Using the entries below, show all lines with the string "stockinged".

:: Data for analysis

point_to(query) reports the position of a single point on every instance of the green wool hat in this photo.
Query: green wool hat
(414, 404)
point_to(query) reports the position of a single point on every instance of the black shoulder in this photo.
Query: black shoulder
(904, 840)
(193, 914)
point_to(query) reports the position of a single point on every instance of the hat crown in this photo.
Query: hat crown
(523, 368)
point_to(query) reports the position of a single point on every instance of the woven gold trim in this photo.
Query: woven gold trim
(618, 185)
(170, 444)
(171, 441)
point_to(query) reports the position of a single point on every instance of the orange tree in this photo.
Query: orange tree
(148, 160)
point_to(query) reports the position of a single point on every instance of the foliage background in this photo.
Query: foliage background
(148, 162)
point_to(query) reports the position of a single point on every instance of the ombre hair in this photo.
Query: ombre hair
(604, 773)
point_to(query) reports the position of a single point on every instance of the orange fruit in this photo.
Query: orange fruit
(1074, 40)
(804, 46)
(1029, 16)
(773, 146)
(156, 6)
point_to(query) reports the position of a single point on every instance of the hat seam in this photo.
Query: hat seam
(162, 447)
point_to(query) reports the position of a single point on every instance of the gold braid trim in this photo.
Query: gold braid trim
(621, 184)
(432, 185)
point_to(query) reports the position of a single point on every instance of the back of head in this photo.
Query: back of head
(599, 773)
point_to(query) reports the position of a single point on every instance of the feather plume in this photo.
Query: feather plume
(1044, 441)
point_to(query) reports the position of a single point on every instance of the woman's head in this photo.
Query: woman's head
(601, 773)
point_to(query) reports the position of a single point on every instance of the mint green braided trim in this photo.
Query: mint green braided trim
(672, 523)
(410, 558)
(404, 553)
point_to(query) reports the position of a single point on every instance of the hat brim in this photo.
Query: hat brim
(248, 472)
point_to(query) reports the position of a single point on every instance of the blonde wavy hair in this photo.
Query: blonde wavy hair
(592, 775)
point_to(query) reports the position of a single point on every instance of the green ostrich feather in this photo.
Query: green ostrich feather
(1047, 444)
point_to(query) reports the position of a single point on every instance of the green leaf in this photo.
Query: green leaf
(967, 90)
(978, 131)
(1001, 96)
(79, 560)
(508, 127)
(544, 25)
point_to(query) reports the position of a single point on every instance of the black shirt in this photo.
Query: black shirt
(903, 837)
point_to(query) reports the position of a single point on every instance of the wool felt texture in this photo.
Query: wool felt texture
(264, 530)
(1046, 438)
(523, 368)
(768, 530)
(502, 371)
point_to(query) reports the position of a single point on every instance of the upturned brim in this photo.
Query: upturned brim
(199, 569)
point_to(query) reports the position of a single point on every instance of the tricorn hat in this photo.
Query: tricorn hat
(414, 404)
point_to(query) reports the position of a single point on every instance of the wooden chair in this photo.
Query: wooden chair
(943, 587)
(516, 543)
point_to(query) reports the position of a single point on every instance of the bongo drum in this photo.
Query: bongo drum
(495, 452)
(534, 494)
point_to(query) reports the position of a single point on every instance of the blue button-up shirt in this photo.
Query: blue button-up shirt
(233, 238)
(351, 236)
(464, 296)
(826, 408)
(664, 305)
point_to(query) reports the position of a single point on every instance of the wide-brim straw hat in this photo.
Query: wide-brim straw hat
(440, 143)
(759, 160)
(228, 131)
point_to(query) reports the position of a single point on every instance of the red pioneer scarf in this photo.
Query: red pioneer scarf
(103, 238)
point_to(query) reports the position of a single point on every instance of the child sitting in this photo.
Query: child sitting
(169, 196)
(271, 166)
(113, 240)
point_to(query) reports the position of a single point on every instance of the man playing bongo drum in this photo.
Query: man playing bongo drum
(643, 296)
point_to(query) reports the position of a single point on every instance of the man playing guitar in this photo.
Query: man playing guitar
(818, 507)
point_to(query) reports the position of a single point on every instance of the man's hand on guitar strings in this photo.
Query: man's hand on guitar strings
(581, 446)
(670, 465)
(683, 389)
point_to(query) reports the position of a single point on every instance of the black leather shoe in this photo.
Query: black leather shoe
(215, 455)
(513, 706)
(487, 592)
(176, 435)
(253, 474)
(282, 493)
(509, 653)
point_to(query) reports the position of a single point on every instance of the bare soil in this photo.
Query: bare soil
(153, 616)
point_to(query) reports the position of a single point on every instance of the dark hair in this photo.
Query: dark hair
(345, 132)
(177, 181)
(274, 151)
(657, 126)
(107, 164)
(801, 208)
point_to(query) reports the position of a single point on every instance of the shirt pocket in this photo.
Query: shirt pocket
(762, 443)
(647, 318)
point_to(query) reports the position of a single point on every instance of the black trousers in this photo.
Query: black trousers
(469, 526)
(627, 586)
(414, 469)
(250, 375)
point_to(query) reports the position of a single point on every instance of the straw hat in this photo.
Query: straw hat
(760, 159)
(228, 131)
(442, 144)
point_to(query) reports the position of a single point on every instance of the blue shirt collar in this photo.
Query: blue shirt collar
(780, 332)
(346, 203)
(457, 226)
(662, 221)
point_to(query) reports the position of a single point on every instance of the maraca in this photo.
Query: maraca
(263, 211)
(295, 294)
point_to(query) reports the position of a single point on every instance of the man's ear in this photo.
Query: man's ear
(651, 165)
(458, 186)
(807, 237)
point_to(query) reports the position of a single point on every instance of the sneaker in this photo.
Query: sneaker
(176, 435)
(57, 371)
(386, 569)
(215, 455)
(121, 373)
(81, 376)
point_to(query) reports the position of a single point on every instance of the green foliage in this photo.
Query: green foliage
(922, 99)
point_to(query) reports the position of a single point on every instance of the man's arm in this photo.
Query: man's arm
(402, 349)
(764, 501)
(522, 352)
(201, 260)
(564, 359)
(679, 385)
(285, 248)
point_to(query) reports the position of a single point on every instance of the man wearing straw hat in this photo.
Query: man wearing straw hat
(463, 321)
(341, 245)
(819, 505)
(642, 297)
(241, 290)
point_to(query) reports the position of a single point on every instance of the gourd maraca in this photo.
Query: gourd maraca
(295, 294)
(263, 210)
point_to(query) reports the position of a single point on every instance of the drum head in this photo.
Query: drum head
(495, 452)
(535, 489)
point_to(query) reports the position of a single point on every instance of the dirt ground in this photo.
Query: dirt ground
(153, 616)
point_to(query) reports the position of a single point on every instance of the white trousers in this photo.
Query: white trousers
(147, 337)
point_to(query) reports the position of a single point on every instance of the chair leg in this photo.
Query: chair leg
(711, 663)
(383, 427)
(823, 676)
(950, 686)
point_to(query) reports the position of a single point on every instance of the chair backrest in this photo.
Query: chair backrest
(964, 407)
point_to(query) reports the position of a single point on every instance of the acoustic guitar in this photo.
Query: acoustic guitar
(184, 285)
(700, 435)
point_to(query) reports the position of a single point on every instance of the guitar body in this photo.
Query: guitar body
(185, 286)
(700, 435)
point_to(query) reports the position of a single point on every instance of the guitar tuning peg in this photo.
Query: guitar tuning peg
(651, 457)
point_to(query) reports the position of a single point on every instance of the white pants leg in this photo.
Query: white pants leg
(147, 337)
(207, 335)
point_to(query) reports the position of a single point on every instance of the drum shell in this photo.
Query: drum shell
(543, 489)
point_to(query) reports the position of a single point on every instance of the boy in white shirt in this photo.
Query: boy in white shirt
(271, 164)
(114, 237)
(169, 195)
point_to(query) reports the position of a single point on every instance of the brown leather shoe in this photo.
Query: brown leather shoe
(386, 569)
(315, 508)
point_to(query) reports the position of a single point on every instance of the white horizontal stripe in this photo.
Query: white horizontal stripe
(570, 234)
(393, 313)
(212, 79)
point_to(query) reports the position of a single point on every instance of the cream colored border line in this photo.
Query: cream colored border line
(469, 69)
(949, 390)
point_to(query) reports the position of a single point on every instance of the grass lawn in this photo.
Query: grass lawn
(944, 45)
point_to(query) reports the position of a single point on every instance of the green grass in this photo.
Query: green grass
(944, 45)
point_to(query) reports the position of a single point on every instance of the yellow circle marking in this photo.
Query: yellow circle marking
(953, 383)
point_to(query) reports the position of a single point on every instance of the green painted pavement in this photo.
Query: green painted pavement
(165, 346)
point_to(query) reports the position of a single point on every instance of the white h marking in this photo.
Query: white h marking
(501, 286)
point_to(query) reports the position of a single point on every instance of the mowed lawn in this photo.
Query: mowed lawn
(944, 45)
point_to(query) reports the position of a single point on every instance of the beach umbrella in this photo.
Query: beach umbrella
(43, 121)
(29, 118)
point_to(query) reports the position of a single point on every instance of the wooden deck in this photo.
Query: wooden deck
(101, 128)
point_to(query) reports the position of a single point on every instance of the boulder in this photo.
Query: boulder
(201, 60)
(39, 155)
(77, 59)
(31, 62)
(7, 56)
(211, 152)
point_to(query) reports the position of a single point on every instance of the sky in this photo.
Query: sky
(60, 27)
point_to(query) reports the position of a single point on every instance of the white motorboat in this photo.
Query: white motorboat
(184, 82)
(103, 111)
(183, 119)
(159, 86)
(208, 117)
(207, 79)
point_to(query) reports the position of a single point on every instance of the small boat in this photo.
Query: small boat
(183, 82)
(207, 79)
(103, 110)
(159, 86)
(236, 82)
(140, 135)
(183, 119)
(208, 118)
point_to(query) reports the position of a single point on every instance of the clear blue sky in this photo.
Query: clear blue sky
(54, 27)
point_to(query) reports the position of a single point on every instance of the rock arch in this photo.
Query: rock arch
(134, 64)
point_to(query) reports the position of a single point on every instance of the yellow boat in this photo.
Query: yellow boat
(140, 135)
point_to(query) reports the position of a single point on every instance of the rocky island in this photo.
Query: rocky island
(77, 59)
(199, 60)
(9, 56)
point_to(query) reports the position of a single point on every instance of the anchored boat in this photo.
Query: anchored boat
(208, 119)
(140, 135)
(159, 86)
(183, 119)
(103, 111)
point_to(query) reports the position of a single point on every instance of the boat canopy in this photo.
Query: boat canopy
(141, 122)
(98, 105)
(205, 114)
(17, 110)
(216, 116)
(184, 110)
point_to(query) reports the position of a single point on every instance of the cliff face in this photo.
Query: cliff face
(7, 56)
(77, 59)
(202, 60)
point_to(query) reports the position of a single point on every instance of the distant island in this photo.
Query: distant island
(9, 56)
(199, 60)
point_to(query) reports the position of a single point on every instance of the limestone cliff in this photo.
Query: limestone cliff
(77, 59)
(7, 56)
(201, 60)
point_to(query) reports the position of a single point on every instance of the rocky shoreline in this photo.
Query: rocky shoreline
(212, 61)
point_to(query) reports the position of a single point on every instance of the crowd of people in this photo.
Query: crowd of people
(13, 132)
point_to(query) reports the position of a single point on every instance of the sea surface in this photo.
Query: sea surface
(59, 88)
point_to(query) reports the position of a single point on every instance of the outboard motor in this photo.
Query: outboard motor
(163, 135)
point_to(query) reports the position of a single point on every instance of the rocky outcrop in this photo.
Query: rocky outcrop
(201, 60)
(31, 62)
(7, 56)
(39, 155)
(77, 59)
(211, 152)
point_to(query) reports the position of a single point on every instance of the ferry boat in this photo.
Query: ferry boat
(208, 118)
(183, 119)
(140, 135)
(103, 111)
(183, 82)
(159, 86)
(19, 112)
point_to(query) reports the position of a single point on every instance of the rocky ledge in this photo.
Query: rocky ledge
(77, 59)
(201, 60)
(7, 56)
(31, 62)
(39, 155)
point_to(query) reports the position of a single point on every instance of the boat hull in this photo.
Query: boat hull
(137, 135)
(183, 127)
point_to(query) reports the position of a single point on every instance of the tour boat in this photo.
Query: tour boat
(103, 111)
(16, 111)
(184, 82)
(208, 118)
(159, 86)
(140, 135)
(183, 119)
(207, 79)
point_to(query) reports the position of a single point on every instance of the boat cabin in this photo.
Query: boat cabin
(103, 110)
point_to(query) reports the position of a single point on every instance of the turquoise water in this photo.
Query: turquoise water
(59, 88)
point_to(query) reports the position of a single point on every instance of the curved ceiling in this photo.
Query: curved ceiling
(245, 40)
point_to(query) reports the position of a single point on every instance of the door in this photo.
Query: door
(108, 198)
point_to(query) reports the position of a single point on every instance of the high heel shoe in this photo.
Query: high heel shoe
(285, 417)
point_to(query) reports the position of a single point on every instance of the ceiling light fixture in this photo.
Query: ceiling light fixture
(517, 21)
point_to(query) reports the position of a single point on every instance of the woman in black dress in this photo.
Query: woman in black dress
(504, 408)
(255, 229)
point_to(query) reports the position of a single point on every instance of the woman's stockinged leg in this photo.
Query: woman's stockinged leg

::::

Response box =
point_to(query) reports the position of a single point on every instance of the woman's stockinged leg in this photo.
Query: woman's stockinged leg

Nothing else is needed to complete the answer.